__GOAL OF THE EXERCISE__:
Can you put each line of the records below into a JSON list of strings, one string per line, leaving out blank lines?

(GIVEN ENTRIES begins)

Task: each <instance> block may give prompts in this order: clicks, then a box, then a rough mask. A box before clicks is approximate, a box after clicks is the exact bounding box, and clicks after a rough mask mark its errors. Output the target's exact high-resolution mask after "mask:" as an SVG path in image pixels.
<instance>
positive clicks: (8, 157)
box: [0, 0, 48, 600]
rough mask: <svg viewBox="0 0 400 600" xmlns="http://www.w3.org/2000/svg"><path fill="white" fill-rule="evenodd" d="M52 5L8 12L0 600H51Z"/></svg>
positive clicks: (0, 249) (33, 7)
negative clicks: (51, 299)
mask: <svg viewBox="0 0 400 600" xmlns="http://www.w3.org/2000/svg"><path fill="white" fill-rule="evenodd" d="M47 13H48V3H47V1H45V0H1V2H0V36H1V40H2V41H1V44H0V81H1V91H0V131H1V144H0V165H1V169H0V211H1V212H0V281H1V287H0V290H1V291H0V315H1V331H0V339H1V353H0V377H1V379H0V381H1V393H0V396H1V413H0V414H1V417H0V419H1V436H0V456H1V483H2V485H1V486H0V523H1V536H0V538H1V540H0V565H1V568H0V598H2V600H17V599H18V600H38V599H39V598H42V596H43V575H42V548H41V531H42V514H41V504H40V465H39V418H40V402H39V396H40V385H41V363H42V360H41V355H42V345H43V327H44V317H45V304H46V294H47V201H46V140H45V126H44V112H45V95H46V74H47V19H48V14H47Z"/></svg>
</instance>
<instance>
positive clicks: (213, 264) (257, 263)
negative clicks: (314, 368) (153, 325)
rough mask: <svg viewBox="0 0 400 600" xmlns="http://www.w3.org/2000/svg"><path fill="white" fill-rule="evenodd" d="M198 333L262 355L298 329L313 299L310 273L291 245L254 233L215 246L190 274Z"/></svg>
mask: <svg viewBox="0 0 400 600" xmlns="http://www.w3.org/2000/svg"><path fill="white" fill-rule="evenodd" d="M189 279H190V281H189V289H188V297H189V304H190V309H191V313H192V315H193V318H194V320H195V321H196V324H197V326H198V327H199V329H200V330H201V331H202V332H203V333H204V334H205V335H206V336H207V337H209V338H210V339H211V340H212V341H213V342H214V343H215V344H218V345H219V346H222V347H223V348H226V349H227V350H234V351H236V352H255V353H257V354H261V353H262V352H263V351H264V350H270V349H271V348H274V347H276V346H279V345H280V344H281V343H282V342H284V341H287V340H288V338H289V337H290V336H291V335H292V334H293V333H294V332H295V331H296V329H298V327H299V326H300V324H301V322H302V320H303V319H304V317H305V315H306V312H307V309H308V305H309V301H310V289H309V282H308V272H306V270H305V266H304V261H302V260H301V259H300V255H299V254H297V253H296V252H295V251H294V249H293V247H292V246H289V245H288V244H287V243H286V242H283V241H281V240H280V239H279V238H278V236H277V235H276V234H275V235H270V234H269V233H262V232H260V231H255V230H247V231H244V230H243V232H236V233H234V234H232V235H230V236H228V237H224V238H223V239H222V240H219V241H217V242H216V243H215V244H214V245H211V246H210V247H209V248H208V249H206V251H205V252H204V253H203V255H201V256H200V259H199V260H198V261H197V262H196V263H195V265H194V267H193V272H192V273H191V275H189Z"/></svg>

(GIVEN ENTRIES ends)

__ANSWER BOX__:
[
  "Task: each <instance> block may give prompts in this order: clicks, then a box, then a rough mask. A box before clicks is approximate, a box after clicks is the exact bounding box, and clicks after a rough mask mark its errors. Output the target's exact high-resolution mask after \"mask:\" as an SVG path in image pixels.",
  "<instance>",
  "positive clicks: (8, 157)",
  "box: [0, 0, 48, 600]",
  "rough mask: <svg viewBox=\"0 0 400 600\" xmlns=\"http://www.w3.org/2000/svg\"><path fill=\"white\" fill-rule=\"evenodd\" d=\"M52 5L8 12L0 600H51Z\"/></svg>",
  "positive clicks: (0, 249) (33, 7)",
  "negative clicks: (51, 299)",
  "mask: <svg viewBox=\"0 0 400 600\" xmlns=\"http://www.w3.org/2000/svg\"><path fill=\"white\" fill-rule=\"evenodd\" d=\"M47 13H48V3H47V1H45V0H1V2H0V36H1V40H2V41H1V44H0V81H1V91H0V131H1V144H0V165H1V169H0V211H1V212H0V281H1V287H0V290H1V291H0V315H1V331H0V339H1V353H0V377H1V379H0V381H1V393H0V396H1V413H0V414H1V417H0V419H1V436H0V456H1V483H2V485H1V486H0V523H1V536H0V538H1V540H0V565H1V568H0V598H2V600H17V599H18V600H38V599H39V598H42V596H43V575H42V548H41V531H42V514H41V504H40V465H39V418H40V402H39V396H40V385H41V363H42V360H41V355H42V345H43V327H44V317H45V304H46V294H47V201H46V140H45V126H44V112H45V95H46V74H47V19H48V14H47Z\"/></svg>",
  "</instance>",
  "<instance>",
  "positive clicks: (213, 264) (257, 263)",
  "negative clicks: (314, 368) (153, 325)",
  "rough mask: <svg viewBox=\"0 0 400 600\" xmlns=\"http://www.w3.org/2000/svg\"><path fill=\"white\" fill-rule=\"evenodd\" d=\"M198 333L262 355L298 329L313 299L310 273L291 245L254 233L215 246L190 274Z\"/></svg>",
  "mask: <svg viewBox=\"0 0 400 600\" xmlns=\"http://www.w3.org/2000/svg\"><path fill=\"white\" fill-rule=\"evenodd\" d=\"M189 279H190V281H189V289H188V297H189V304H190V309H191V313H192V315H193V318H194V320H195V321H196V324H197V326H198V327H199V329H200V330H201V331H202V332H203V333H204V334H205V335H206V336H207V337H209V338H210V339H211V340H212V341H213V342H214V343H215V344H218V345H219V346H222V347H223V348H226V349H227V350H234V351H236V352H255V353H257V354H261V353H262V352H263V351H264V350H270V349H271V348H274V347H276V346H279V345H280V344H281V343H282V342H284V341H287V340H288V338H289V337H290V336H291V335H292V334H293V333H294V332H295V331H296V329H298V327H299V326H300V324H301V322H302V320H303V319H304V317H305V315H306V312H307V309H308V305H309V301H310V289H309V282H308V272H306V270H305V266H304V261H302V260H301V259H300V255H299V254H297V253H296V252H295V251H294V249H293V247H292V246H289V245H288V244H287V243H286V242H283V241H281V240H280V239H279V238H278V236H277V235H276V234H275V235H270V234H269V233H262V232H260V231H255V230H247V231H244V230H243V232H236V233H234V234H232V235H230V236H228V237H224V238H223V239H222V240H219V241H217V242H216V243H215V244H214V245H211V246H210V247H209V248H208V249H206V251H205V252H204V253H203V255H201V256H200V259H199V260H198V261H197V262H196V263H195V265H194V267H193V272H192V273H191V275H189Z\"/></svg>"
]